-- Set problem --
How many lines in the items below contain the string "chrome" with the same capitalization? Give only the number.
## Begin Data in this exercise
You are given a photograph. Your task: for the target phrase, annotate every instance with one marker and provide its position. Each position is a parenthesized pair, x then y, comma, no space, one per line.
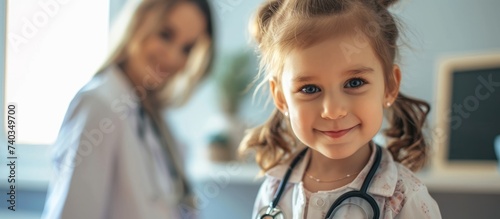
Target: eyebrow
(360,70)
(302,77)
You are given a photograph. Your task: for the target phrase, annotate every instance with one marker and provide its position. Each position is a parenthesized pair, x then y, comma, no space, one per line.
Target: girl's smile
(336,134)
(335,103)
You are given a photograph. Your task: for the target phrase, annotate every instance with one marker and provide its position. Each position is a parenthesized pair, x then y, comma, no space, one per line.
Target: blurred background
(50,48)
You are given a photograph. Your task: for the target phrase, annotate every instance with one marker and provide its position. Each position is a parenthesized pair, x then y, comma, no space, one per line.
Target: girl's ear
(392,94)
(279,99)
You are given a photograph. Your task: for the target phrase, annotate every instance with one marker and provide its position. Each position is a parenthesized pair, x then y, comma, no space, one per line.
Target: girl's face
(165,52)
(334,94)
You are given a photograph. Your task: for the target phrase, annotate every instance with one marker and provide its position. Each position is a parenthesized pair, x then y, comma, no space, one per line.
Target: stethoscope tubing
(362,193)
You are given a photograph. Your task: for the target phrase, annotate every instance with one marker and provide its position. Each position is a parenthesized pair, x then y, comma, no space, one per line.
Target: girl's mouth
(338,133)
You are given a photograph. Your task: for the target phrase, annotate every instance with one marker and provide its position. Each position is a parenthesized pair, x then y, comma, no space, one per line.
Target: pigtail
(386,3)
(407,118)
(260,24)
(272,141)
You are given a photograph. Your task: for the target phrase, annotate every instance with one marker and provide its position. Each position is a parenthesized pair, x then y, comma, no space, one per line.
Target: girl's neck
(334,173)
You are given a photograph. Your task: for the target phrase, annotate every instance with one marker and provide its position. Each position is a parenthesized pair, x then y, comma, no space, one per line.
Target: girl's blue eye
(355,83)
(166,35)
(310,89)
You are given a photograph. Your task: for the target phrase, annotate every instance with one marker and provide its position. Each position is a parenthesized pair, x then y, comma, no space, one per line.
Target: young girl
(330,67)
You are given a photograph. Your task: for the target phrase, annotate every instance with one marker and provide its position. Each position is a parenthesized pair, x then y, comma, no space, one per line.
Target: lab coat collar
(383,183)
(124,90)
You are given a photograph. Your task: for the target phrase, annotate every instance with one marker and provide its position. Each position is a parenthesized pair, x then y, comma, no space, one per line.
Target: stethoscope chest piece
(270,213)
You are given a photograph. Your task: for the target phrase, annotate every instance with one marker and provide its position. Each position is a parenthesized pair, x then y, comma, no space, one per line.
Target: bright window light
(53,48)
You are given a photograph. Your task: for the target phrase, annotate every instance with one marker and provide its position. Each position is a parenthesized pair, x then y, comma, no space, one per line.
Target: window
(53,47)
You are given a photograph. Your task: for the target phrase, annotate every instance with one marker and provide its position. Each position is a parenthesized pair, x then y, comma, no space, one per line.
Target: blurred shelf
(473,182)
(232,172)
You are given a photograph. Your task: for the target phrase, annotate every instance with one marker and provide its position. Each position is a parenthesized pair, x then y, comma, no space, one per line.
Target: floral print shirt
(397,191)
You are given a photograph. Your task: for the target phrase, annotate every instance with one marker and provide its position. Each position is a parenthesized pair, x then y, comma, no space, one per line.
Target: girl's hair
(146,20)
(283,25)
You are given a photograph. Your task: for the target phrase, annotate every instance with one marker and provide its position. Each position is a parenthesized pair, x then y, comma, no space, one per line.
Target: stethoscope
(273,212)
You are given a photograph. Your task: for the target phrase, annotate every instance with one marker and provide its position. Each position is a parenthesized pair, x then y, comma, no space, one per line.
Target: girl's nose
(333,108)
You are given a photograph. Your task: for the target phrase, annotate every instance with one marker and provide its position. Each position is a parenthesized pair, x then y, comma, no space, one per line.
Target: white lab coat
(397,191)
(103,168)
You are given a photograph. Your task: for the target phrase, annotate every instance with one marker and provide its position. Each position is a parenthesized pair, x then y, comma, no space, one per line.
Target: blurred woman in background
(115,156)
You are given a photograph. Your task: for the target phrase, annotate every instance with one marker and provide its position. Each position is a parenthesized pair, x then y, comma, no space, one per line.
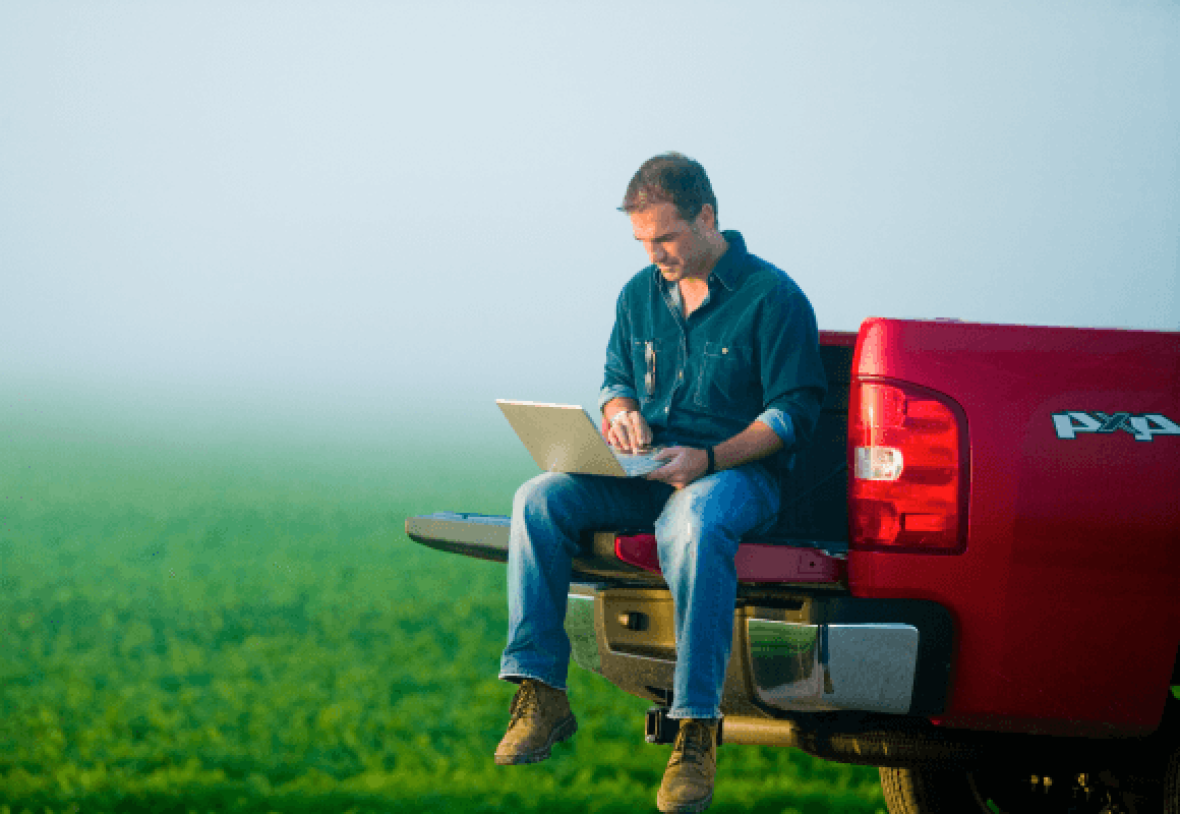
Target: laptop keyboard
(638,464)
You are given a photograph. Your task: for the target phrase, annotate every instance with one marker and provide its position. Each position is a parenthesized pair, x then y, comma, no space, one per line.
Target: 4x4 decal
(1142,427)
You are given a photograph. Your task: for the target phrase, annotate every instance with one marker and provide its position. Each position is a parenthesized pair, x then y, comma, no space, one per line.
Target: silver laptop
(563,438)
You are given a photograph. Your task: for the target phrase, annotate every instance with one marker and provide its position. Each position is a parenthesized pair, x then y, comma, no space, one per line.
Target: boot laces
(693,742)
(526,702)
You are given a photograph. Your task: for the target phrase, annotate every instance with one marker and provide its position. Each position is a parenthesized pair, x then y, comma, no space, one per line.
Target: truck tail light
(908,448)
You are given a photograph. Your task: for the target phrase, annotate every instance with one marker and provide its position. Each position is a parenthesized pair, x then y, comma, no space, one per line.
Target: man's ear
(707,217)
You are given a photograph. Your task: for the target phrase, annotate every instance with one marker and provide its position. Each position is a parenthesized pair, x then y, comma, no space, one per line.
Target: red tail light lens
(908,459)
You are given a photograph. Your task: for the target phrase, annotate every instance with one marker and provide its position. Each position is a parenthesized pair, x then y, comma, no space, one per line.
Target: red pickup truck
(972,584)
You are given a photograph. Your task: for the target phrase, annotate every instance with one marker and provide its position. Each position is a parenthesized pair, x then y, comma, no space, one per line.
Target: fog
(365,222)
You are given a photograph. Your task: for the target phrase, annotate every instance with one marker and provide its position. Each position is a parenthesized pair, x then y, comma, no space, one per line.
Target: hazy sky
(389,214)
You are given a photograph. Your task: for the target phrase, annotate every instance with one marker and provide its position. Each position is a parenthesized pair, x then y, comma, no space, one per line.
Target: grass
(247,629)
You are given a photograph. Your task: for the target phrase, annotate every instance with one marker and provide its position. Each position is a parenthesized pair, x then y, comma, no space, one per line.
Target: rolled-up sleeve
(793,379)
(780,422)
(618,378)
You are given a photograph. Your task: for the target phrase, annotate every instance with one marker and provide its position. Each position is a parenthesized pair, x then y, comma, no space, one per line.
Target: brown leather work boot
(541,717)
(687,786)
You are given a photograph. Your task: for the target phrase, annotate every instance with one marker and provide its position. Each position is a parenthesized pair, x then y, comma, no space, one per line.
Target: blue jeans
(697,530)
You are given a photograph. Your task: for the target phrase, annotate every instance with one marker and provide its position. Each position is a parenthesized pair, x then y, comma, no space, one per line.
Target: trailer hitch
(659,728)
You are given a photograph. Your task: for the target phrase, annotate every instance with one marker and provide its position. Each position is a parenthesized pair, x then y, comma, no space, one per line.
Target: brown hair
(670,178)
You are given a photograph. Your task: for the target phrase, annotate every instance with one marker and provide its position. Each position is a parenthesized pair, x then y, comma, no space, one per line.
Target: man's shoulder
(768,280)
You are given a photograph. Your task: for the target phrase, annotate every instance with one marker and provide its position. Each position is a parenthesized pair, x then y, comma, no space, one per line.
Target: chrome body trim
(579,627)
(831,667)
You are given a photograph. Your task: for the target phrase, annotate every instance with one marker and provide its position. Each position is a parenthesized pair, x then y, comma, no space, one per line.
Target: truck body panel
(1064,598)
(1056,615)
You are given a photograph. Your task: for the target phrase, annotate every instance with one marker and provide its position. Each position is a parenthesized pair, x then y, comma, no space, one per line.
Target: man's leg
(697,536)
(549,517)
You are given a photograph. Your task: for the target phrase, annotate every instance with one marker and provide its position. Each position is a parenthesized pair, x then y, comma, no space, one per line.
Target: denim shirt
(748,353)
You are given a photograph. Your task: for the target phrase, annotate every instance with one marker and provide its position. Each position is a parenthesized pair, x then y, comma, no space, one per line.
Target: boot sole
(562,732)
(694,807)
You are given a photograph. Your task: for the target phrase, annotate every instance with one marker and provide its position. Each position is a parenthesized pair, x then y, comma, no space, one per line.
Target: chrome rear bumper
(811,654)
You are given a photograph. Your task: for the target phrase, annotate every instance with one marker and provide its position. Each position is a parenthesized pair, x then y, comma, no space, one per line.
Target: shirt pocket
(653,367)
(727,382)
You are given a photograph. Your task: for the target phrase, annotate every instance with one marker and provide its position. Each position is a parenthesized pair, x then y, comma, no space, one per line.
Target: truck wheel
(1172,783)
(930,790)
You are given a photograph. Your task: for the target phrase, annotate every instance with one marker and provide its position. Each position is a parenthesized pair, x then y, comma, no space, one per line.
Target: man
(715,355)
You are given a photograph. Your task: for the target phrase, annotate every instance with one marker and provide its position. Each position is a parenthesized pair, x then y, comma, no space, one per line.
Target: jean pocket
(727,382)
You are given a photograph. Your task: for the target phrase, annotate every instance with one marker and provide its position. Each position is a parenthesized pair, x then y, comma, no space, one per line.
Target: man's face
(675,245)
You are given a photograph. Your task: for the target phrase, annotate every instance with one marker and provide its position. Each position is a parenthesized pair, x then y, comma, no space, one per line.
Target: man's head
(674,214)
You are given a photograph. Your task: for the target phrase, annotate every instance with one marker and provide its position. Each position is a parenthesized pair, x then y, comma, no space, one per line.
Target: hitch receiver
(659,728)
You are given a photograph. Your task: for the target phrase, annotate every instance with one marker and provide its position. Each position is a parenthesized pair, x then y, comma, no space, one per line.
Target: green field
(246,628)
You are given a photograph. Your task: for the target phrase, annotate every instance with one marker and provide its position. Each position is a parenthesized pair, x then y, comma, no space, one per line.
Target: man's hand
(684,465)
(629,431)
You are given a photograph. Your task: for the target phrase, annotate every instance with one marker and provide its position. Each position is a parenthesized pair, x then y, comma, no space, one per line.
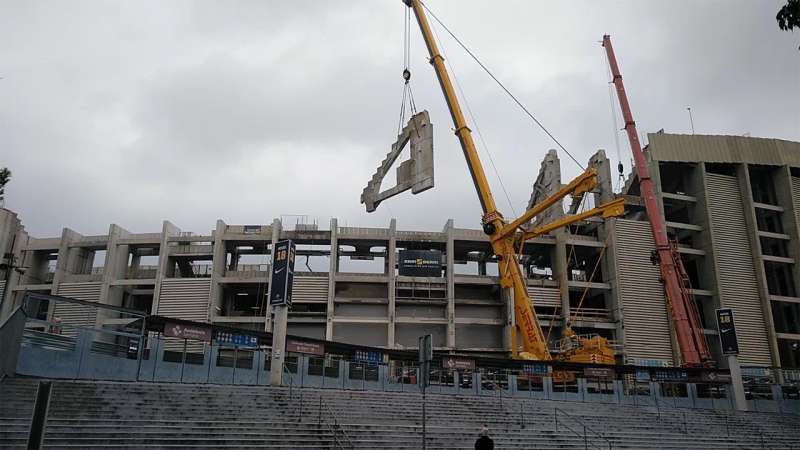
## End Data in this exercise
-- The response --
2